:: Source records ::
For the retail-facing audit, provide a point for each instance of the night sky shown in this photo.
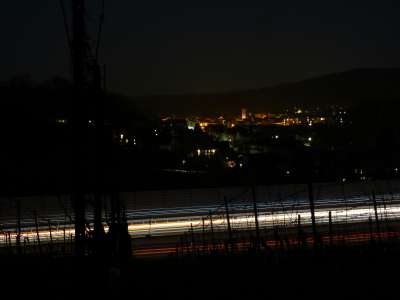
(201, 46)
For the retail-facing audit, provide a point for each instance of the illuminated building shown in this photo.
(244, 114)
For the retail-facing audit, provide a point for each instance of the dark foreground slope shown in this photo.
(367, 271)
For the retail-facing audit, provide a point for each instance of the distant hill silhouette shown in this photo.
(346, 88)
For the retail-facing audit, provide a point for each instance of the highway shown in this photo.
(175, 222)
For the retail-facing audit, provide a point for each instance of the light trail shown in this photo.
(177, 221)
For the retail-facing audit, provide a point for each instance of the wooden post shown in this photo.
(258, 241)
(299, 232)
(312, 209)
(376, 215)
(212, 231)
(51, 234)
(330, 229)
(18, 237)
(204, 234)
(37, 233)
(230, 241)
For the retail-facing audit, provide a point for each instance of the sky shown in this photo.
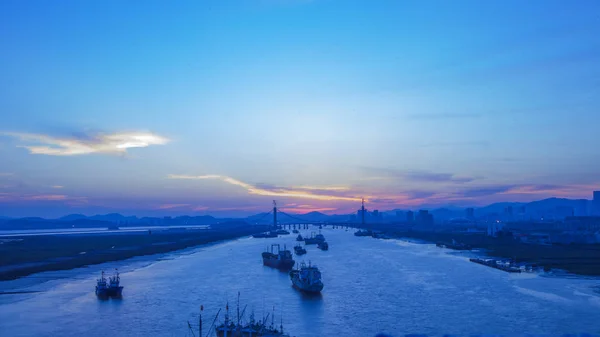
(220, 107)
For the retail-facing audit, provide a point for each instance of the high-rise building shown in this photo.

:: Task goal ::
Begin with the line that has "illuminated building shown in this photo." and continue to the last line of the entries, printing each line exactly and nothing else; include both ends and skip the pictures.

:: Answer section ::
For the retail-facing audit, provide a point for each instance of the illuminated building shown in this photo.
(244, 114)
For the retail-facing audit, provide a point for each instance of the dark foreground slope shown in this photo.
(367, 271)
For the retail-facing audit, provide a point for each instance of the distant hill silhouette shown in this photo.
(346, 88)
For the retail-facing audit, provide a point for each instance of the highway shown in this photo.
(175, 222)
For the retail-facing audit, provide a point for each instance of the light trail shown in this photo.
(177, 221)
For the retail-facing audit, provide a point for each instance of the wooden post shown in this photo.
(258, 241)
(299, 232)
(312, 209)
(376, 215)
(212, 231)
(51, 234)
(330, 229)
(18, 237)
(204, 234)
(37, 233)
(230, 241)
For the retail-facing audit, provide a point for each instance of the sky shown in this photo.
(220, 107)
For the retail-facing audit, provide a point for each instance of the high-rise building shown in this photo.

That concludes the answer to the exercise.